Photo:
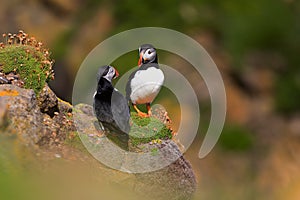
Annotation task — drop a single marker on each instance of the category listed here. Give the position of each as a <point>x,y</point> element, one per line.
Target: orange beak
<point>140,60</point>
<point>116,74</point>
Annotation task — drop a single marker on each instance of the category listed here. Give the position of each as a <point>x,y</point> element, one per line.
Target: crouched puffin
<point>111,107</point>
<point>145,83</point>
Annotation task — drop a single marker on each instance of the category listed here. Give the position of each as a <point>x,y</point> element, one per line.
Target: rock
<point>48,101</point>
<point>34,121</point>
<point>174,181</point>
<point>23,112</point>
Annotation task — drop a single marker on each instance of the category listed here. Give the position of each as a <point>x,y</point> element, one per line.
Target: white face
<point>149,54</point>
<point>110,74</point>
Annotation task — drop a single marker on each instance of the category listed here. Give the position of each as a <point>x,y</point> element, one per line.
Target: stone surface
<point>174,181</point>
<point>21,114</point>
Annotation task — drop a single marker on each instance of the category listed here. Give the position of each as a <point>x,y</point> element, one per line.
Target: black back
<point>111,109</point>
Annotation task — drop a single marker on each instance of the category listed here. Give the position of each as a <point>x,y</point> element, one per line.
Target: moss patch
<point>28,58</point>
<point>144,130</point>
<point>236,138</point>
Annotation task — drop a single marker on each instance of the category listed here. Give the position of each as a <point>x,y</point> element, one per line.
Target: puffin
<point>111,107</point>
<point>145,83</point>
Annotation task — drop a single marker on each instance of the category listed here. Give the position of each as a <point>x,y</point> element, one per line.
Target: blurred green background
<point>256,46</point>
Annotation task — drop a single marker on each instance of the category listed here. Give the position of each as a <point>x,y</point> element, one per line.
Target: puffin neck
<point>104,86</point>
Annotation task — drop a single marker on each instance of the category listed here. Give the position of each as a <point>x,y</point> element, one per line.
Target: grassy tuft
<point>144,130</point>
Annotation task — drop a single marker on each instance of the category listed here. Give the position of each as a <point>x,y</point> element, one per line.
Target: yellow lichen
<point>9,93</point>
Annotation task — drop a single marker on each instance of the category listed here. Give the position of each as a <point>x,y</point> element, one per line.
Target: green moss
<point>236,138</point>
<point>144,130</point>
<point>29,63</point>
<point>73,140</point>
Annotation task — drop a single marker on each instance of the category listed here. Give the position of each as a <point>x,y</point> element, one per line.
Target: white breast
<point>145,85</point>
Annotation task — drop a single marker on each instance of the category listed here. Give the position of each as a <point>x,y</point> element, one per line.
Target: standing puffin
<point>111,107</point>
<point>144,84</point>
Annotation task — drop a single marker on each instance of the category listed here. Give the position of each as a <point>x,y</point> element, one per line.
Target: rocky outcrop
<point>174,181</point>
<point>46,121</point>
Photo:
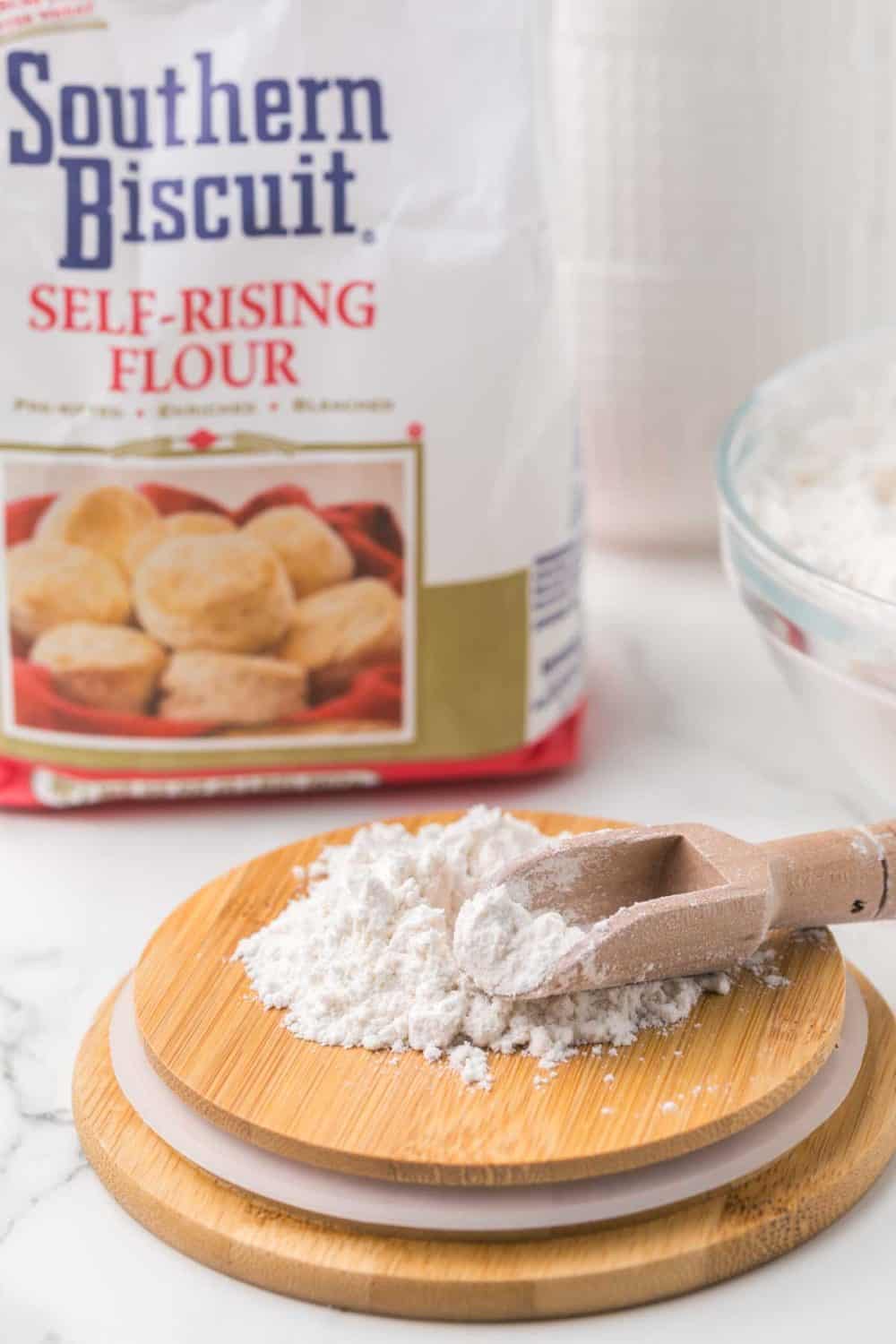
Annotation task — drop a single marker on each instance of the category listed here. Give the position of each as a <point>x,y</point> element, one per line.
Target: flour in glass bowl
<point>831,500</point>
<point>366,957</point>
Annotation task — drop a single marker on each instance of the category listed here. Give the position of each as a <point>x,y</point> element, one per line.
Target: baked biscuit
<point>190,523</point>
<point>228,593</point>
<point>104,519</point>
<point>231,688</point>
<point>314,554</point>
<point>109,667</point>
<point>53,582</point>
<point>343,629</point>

> _YOUR GOAL_
Can the entries above be repeated exactly, without their pictures?

> _TASK OUTPUT_
Photo:
Annotation task — drop a single marker on each instance of the category listed here. Give the position of each as a <point>x,y</point> element, one per line.
Target: orange beak
<point>140,60</point>
<point>116,74</point>
Annotation task — drop a single marker on each instance of the category listed here. Give the position of each as a <point>x,y</point> element, one per line.
Target: crouched puffin
<point>111,107</point>
<point>145,83</point>
Annotation task — drop a single marker on each instance of the category listed here. Give the position of each as a <point>x,y</point> element, one per line.
Target: rock
<point>48,101</point>
<point>34,121</point>
<point>174,181</point>
<point>23,112</point>
Annotation task — drop a single marker on each instance of the category listed here. Give the position of each as a <point>x,y</point> element, one per line.
Target: white face
<point>149,54</point>
<point>110,74</point>
Annotation task — drop a single marker on each instance of the category listed here. Give the position of each as a <point>x,y</point> element, one per line.
Target: stone surface
<point>174,181</point>
<point>21,114</point>
Annotation task — drop a single marker on each instance of the category listed here. Give the position of each as a <point>x,y</point> element, one per line.
Target: black back
<point>111,109</point>
Annotation task — drop a single marker on each instance of the category listed here. Give the position of each as a <point>x,y</point> element, one per line.
Target: moss patch
<point>28,58</point>
<point>144,130</point>
<point>236,138</point>
Annotation task — drop a single marker on each instance of the category listed here. Give the position of each as a <point>x,y</point> element, one per line.
Target: puffin
<point>111,107</point>
<point>145,83</point>
Annotation task — drop a single marker on each instance of the category listed here. Give the position of each as a <point>x,y</point> element, one per line.
Target: blurred green background
<point>256,46</point>
Annotation task — drop a single marker on each instance of the category listed here. Give the position of each as a <point>x,y</point> element, one per line.
Target: puffin neck
<point>104,86</point>
Annotation task — drop a single marker on each instance of the category listed here. Give the position of each as a <point>x,y</point> element, one per line.
Target: grassy tuft
<point>144,130</point>
Annotation task — drop a single marker on each instance of the category listed here. Give the position of each as a <point>x,y</point> element, one per line.
Target: yellow lichen
<point>9,93</point>
Annotation task — drop a single marker on each instance of the category listed here. Give the position of each as a <point>x,y</point> element, one per line.
Target: green moss
<point>236,138</point>
<point>144,130</point>
<point>29,63</point>
<point>73,140</point>
Annotation task — drop a single marker on each instance of the category listed here. Give the position of each as a <point>x,y</point> element, one per line.
Target: white breast
<point>145,85</point>
Annotation task — drop a single marker on each instance of the category listed here. Give the position of each as a <point>x,y</point> element, one per line.
Target: standing puffin
<point>111,107</point>
<point>144,84</point>
Annotation task — drop a single marker on each instance of the category listed here. Give the position of each as a <point>x,y</point> element, one per line.
Target: rocky outcrop
<point>174,181</point>
<point>46,121</point>
Photo:
Annotation task — drop a single marker on each instance of the category listed here. Give the position of each as a <point>x,y</point> element, one per line.
Target: flour in glass bowl
<point>831,500</point>
<point>366,957</point>
Annotation task — drop a single marker on each instance of the category listed here. Give the position of each as a <point>x,y</point> element, one per line.
Target: baked biscuit
<point>190,523</point>
<point>228,593</point>
<point>104,519</point>
<point>231,688</point>
<point>314,554</point>
<point>109,667</point>
<point>53,582</point>
<point>343,629</point>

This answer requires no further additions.